━━━━━ Page ━━━━━

Where is Paul Krugman on immigration?

Paul Krugman is a Nobel-prize winning economist and a prolific writer, both on economic theory and as a public intellectual. Through his regular column in the New York Times and in his blog which he calls “The Conscience of a Liberal”, he has become the most widely read, respected, and dismissed commentator in the United States, and perhaps in the world.

In his column and blog, he has condemned the rise of inequality in the United States and championed the health insurance reforms of the Affordable Care Act as imperfect but necessary and fixable. He has called for government intervention, both in the United States and in Europe, to stimulate economies in recession and to provide jobs for the unemployed. He has repeatedly condemned as needless the continuing unemployment crisis in the United States, and the disinterest of U.S. policy makers in doing anything about it.

━━━━━ Rows ━━━━━

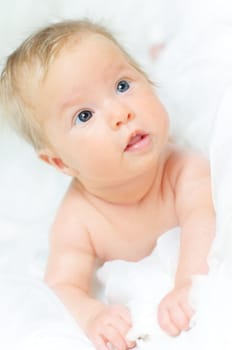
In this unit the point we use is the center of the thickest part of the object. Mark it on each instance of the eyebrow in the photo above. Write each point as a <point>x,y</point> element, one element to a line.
<point>77,98</point>
<point>69,102</point>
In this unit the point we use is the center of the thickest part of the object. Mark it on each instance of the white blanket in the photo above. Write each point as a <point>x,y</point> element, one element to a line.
<point>194,75</point>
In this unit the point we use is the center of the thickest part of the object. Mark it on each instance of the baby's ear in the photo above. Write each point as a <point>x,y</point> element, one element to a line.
<point>49,157</point>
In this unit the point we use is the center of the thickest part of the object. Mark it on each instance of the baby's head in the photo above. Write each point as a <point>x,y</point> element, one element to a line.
<point>66,74</point>
<point>28,65</point>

━━━━━

▸ The task: In the piece above on Paul Krugman, what name does he give his blog?

▸ Correct response: The Conscience of a Liberal